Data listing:
★ ★ ★ ★ ★

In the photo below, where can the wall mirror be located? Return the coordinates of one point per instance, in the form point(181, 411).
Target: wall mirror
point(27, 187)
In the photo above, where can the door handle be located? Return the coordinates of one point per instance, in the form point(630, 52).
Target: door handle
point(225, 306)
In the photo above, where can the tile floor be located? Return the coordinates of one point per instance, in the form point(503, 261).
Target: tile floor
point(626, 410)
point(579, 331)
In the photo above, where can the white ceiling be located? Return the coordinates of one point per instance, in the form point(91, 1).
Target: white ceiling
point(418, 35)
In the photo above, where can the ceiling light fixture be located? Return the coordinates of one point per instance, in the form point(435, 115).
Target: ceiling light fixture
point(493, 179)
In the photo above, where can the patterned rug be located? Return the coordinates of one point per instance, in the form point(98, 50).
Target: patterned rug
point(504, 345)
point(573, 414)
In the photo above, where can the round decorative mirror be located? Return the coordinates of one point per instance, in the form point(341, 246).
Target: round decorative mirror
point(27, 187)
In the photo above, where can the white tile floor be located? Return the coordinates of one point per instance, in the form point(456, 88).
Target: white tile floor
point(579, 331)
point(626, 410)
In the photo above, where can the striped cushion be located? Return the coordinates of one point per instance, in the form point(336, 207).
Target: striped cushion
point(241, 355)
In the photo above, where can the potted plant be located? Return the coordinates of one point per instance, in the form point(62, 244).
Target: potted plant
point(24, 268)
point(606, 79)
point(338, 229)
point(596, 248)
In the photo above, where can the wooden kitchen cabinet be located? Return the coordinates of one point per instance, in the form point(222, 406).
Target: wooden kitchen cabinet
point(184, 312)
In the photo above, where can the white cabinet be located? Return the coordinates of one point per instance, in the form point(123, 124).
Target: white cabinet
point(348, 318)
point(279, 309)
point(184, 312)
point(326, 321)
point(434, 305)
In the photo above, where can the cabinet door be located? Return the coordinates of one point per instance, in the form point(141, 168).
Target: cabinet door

★ ★ ★ ★ ★

Can you arrange the lines from the one containing "In the photo above, where can the cabinet" through the end of the rows as a JSON list of strings, one string per line and no blank lines?

[
  "In the photo above, where can the cabinet door be located? Return the coordinates of one point per instance, in the form point(141, 168).",
  "Target: cabinet door"
]